EXERCISE BRIEF:
Look for the word "sofa" in the entries and copy every line where it shows up.

(Records excerpted from a collection)
==================================================

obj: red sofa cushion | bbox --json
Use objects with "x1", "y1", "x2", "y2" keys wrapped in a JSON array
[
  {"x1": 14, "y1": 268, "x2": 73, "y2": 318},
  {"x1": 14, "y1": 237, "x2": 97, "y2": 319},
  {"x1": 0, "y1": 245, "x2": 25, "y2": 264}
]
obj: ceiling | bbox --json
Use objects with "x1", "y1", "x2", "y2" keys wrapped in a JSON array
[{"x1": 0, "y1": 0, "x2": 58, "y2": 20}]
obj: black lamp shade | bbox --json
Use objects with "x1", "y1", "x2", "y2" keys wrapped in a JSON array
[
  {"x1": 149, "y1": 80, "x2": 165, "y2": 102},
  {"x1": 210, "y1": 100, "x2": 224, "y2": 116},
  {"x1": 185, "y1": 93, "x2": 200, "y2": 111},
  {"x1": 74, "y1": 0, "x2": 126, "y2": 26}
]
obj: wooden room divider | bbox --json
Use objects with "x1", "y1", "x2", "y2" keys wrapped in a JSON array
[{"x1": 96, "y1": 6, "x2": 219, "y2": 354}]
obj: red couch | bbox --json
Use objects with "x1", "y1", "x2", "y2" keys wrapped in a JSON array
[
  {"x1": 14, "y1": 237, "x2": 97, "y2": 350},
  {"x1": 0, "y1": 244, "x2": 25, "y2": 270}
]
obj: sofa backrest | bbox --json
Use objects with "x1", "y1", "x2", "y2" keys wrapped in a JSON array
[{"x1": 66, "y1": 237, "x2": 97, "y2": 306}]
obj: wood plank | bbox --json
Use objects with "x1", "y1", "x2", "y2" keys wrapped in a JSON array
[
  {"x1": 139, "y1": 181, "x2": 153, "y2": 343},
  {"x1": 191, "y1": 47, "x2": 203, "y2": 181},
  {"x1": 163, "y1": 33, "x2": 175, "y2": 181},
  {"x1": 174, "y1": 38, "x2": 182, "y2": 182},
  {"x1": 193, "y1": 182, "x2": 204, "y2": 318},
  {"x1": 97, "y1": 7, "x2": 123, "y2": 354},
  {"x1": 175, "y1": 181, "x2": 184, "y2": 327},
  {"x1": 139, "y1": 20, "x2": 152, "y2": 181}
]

==================================================

TASK RESULT:
obj: red sofa cushion | bbox --json
obj: sofa backrest | bbox --json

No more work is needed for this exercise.